======== Exercise inputs
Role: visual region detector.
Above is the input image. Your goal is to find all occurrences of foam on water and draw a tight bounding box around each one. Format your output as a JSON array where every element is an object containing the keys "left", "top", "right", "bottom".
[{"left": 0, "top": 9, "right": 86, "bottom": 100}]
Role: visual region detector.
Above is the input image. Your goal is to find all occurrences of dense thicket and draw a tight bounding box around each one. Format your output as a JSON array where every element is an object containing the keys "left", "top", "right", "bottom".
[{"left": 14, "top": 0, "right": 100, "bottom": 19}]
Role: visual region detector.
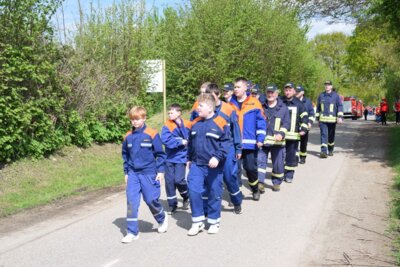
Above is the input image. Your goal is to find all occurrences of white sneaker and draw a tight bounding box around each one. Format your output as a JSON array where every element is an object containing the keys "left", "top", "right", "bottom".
[
  {"left": 121, "top": 233, "right": 139, "bottom": 243},
  {"left": 188, "top": 222, "right": 204, "bottom": 236},
  {"left": 207, "top": 223, "right": 219, "bottom": 234},
  {"left": 158, "top": 211, "right": 168, "bottom": 233}
]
================
What the task requires: Copy every line above word for word, leaving out any picture.

Result of the exercise:
Role: visual region detector.
Above is the input image. Your goal is to find all occurrences of foam on water and draw a tight bounding box around each one. Format your output as a JSON array where every element is an object containing the keys "left", "top", "right", "bottom".
[{"left": 0, "top": 9, "right": 86, "bottom": 100}]
Role: visual region detector.
Above is the input image. Your goal is to find all occurrences of dense thicket and draw a tight bounding box around each one. Format your output as a JSON array where every element is an object containing the keys "left", "top", "right", "bottom".
[{"left": 14, "top": 0, "right": 100, "bottom": 19}]
Role: visual region detector.
Above is the input image. Your goal is to find all occurrences of white sneaker and draw a tight bounding box around each one. Format your output as a JSON array where every element is an object containing the keys "left", "top", "right", "bottom".
[
  {"left": 121, "top": 233, "right": 139, "bottom": 243},
  {"left": 188, "top": 222, "right": 204, "bottom": 236},
  {"left": 207, "top": 223, "right": 219, "bottom": 234},
  {"left": 158, "top": 211, "right": 168, "bottom": 233}
]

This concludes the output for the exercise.